● **Materials provided**:

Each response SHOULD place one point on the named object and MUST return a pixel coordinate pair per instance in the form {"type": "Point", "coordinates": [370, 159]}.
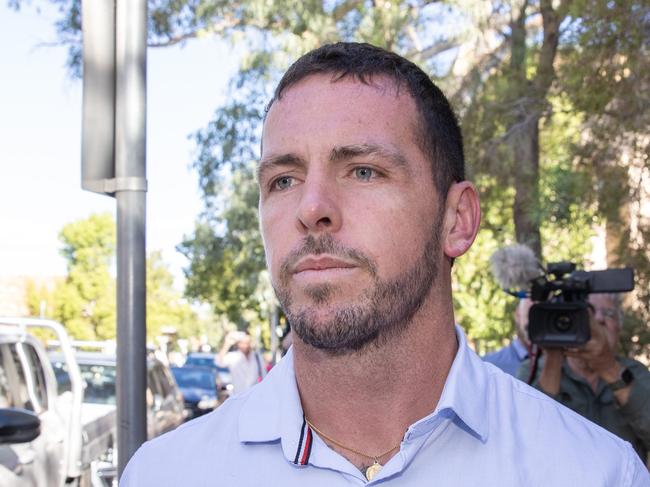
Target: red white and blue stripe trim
{"type": "Point", "coordinates": [304, 445]}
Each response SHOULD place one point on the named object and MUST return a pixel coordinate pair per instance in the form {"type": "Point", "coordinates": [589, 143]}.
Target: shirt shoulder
{"type": "Point", "coordinates": [167, 459]}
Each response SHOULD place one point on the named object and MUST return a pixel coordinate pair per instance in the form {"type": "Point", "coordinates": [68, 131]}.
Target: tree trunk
{"type": "Point", "coordinates": [530, 105]}
{"type": "Point", "coordinates": [526, 208]}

● **Problem to work on**: The entries are to be written out again exactly, though without any images.

● **Reply**:
Each response SHOULD place one point on the named object and MUST return a pixel coordinate pair per instance in the form {"type": "Point", "coordinates": [370, 159]}.
Target: red white and blue stripe trim
{"type": "Point", "coordinates": [304, 445]}
Each response SHOULD place one point on the named object and MUST return a pixel coordinate pair per instance in the form {"type": "Point", "coordinates": [589, 143]}.
Target: shirt shoulder
{"type": "Point", "coordinates": [167, 459]}
Each response SHOULD place one point on the named object and MUST return a pixel coordinate pair per instance in the form {"type": "Point", "coordinates": [68, 131]}.
Target: tree trunk
{"type": "Point", "coordinates": [530, 105]}
{"type": "Point", "coordinates": [526, 208]}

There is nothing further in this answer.